**DIRECTION:**
Rescale everything from the start of the records down to the line containing "xmin=0 ymin=0 xmax=493 ymax=350", copying the requests unchanged and multiplying every answer coordinate by 2.4. Round each result to a whole number, with halves rounding up.

== == ==

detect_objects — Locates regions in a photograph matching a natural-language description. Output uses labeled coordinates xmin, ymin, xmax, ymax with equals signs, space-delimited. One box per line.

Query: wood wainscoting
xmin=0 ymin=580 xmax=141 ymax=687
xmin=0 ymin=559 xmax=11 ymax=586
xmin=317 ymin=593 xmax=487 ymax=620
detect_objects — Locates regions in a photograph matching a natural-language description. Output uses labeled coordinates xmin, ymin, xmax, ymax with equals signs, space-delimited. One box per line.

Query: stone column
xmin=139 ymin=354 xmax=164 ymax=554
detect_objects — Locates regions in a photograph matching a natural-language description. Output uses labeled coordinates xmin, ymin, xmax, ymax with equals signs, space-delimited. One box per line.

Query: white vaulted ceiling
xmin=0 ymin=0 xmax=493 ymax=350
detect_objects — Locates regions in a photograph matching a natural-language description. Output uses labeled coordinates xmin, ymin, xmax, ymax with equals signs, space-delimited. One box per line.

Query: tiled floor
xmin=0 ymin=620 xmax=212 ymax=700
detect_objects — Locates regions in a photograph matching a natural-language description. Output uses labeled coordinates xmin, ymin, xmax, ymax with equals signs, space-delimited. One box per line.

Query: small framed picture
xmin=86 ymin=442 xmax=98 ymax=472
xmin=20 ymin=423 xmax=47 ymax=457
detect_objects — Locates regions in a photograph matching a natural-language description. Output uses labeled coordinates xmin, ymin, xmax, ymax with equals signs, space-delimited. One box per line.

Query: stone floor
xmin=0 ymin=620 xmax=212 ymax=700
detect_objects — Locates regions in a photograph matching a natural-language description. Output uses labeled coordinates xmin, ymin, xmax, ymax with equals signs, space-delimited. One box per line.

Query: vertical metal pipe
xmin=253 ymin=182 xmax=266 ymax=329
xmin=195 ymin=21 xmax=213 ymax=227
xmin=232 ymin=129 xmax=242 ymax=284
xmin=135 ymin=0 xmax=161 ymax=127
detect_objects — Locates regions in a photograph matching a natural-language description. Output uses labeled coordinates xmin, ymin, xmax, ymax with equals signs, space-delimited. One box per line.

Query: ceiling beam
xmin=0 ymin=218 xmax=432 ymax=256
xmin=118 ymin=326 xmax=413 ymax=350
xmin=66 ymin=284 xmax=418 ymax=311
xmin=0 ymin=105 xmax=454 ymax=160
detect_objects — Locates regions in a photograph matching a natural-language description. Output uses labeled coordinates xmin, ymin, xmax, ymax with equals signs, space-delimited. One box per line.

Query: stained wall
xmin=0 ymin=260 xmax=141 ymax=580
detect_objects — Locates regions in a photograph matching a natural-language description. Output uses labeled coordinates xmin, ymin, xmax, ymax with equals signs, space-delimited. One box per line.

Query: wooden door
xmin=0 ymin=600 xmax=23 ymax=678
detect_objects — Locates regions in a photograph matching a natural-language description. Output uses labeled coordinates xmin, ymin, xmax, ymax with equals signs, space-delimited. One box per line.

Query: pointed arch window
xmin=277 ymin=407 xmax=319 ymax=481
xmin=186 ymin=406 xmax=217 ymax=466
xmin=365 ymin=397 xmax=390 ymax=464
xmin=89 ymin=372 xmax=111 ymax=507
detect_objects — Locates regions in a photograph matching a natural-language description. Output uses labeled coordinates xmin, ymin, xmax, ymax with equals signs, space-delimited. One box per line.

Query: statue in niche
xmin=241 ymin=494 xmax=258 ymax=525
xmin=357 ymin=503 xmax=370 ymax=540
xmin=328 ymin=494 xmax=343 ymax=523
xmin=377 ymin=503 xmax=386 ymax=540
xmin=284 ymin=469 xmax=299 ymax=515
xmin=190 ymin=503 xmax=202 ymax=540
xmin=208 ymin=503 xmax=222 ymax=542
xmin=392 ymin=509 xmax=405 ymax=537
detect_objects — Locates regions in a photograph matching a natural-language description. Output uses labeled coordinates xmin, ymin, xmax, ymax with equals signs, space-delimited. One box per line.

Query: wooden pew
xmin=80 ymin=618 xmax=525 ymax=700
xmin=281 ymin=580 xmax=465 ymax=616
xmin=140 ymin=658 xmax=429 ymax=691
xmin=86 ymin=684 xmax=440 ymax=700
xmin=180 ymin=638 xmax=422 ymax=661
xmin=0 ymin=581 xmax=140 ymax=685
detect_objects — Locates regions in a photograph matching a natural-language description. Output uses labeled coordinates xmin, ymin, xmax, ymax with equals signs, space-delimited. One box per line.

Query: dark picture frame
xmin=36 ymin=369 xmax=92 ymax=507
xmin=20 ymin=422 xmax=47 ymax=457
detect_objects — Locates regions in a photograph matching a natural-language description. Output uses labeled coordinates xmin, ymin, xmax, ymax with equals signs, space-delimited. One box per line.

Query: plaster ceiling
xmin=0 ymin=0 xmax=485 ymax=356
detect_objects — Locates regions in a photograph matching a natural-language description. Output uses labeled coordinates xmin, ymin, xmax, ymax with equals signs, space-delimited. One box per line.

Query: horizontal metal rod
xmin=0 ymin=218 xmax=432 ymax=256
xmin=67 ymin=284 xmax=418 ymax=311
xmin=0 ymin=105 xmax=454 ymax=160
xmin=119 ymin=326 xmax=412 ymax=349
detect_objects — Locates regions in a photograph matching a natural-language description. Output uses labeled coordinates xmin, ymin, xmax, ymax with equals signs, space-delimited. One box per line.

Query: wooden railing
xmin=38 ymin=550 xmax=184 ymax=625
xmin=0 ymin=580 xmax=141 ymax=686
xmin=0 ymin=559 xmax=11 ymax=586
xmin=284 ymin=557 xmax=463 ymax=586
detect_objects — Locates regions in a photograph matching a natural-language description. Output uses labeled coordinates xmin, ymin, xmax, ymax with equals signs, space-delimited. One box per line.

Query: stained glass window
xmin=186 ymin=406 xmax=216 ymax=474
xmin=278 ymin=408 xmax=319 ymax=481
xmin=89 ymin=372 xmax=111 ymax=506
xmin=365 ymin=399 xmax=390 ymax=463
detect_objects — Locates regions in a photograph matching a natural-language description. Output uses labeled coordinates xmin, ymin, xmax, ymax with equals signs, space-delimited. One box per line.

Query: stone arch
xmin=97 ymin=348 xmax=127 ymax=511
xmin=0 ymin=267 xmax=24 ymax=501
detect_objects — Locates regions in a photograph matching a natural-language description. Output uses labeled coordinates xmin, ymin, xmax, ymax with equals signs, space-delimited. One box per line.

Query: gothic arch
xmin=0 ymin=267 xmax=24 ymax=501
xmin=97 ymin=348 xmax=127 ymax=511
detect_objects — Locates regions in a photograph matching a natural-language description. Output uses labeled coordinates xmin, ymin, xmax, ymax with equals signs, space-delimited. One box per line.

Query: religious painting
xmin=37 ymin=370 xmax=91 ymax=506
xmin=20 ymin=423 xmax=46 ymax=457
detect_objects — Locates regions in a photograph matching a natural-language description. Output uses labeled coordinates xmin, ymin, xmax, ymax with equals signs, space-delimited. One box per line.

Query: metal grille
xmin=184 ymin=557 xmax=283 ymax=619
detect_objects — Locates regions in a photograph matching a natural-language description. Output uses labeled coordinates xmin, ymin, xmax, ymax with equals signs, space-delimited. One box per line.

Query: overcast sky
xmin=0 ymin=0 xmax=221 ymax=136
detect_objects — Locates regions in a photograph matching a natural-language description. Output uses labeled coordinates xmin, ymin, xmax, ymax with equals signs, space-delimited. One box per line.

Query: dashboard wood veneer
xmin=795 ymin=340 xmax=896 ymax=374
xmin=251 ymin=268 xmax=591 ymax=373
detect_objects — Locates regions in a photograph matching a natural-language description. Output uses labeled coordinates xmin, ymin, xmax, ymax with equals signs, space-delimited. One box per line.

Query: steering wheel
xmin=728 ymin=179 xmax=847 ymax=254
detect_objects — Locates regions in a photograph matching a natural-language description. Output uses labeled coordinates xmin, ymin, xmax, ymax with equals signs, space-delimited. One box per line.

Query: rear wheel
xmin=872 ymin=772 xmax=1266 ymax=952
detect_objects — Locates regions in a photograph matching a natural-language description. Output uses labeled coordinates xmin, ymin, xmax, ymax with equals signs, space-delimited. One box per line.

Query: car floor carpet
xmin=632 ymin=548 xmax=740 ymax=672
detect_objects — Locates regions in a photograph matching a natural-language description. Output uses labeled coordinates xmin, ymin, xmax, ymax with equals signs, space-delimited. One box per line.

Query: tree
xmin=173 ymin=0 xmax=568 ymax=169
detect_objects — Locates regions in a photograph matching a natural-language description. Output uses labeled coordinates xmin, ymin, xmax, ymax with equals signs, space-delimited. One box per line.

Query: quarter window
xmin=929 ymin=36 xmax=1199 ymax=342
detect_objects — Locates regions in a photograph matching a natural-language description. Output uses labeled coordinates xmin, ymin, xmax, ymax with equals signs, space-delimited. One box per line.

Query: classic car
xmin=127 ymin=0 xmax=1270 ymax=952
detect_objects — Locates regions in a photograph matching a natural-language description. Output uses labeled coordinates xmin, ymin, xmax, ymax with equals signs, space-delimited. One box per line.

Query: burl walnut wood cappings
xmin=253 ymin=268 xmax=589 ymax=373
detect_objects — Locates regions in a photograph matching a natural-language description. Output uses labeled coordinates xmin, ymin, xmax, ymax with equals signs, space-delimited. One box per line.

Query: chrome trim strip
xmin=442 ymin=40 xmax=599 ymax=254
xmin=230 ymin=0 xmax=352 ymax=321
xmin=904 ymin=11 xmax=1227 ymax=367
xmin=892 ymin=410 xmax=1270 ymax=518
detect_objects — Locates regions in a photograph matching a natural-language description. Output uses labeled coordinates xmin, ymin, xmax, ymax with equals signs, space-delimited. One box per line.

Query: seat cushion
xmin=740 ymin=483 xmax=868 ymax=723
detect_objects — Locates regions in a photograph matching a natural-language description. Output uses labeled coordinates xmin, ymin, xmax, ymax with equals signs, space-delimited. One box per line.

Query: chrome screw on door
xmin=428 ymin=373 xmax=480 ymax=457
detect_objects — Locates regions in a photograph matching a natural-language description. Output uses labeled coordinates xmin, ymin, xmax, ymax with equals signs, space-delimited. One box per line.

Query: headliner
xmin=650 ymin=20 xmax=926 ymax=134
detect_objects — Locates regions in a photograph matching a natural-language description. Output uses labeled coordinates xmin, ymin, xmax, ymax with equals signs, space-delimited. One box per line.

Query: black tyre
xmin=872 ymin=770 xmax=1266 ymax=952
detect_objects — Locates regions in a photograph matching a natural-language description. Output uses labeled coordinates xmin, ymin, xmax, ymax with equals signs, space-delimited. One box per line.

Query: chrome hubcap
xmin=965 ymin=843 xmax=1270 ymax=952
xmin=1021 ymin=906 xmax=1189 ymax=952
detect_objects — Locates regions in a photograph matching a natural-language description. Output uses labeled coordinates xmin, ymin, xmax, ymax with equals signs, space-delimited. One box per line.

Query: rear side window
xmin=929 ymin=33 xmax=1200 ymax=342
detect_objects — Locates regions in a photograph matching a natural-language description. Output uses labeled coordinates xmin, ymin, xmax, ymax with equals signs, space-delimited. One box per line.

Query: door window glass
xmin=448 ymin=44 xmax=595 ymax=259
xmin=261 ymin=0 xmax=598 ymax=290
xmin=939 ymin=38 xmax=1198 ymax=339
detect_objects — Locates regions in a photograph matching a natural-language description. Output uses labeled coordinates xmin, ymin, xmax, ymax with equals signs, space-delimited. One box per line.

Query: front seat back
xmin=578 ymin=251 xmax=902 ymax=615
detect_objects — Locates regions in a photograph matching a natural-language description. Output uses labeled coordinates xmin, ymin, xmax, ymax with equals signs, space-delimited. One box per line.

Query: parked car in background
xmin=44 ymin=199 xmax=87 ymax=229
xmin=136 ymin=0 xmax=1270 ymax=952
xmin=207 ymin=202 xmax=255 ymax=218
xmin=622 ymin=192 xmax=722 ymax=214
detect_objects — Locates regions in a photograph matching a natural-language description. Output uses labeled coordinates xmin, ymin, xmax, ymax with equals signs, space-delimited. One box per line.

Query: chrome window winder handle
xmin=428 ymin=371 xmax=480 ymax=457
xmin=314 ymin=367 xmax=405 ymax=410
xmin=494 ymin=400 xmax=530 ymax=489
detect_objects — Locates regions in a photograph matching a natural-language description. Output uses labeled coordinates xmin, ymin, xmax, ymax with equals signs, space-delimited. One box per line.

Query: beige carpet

== == ==

**TASK RESPONSE:**
detect_objects — Locates regions in a photograph matching a natural-language description. Output uses labeled coordinates xmin, ymin, xmax, ymax with equals signs, space-delimited. One box per line.

Query: wood wainscoting
xmin=0 ymin=1392 xmax=338 ymax=1649
xmin=0 ymin=1342 xmax=26 ymax=1406
xmin=761 ymin=1423 xmax=1169 ymax=1488
detect_objects — Locates regions in a photograph matching a natural-language description. Output uses labeled coordinates xmin, ymin, xmax, ymax with equals signs, space-delimited. One box per line.

Query: stone column
xmin=334 ymin=850 xmax=394 ymax=1330
detect_objects — Locates regions in a photograph matching a natural-language description. Output uses labeled coordinates xmin, ymin, xmax, ymax with equals signs, space-delimited. One box per line.

Query: white vaulted ceiling
xmin=0 ymin=0 xmax=1183 ymax=840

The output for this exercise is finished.